>> START Dataset records

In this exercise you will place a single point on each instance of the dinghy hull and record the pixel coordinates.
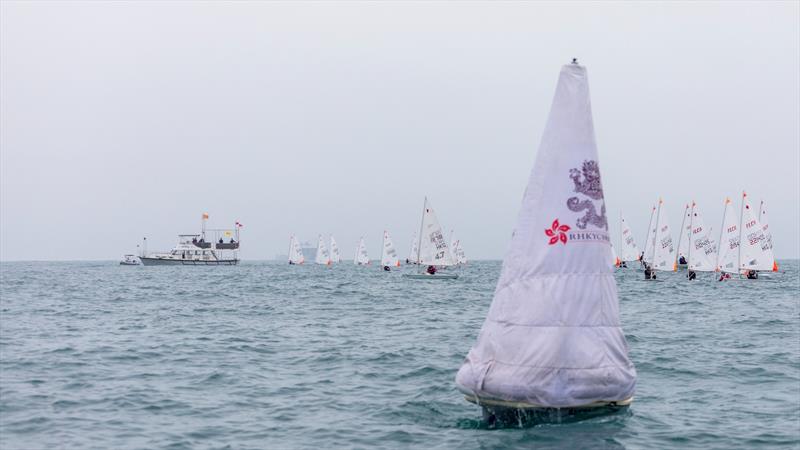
(425, 276)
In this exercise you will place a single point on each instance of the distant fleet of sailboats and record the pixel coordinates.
(743, 245)
(428, 250)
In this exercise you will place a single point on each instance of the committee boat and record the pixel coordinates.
(552, 340)
(211, 247)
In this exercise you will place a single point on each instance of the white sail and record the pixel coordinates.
(456, 250)
(755, 253)
(361, 258)
(335, 256)
(628, 249)
(663, 249)
(433, 249)
(762, 217)
(728, 250)
(552, 336)
(412, 255)
(295, 252)
(614, 258)
(683, 236)
(650, 239)
(702, 251)
(388, 253)
(322, 253)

>> END Dataset records

Exercise prompt = Could you arrange the lines from the one containing "sailboats and record the pixel coordinates." through the end of the records, inclusive, as a JSON list of strings, one string per line, leaving out blank lines?

Solution to this task =
[
  "In this exercise you will place a single point on each instance of the distant fleet of sailboats and record the pixel coordinates.",
  "(743, 245)",
  "(428, 250)",
  "In this exercise you will place a single point on each instance of the committee boat and record the pixel coordinates.",
  "(552, 340)",
  "(211, 247)",
  "In this exercise you will place a single point on each instance of the white sail and record the pixel coordinates.",
  "(456, 250)",
  "(755, 253)",
  "(361, 258)",
  "(335, 256)",
  "(628, 249)",
  "(663, 249)",
  "(433, 249)",
  "(762, 217)",
  "(728, 250)",
  "(552, 336)",
  "(412, 255)",
  "(295, 252)",
  "(614, 258)",
  "(683, 236)",
  "(650, 239)",
  "(702, 251)",
  "(388, 253)",
  "(322, 253)"
]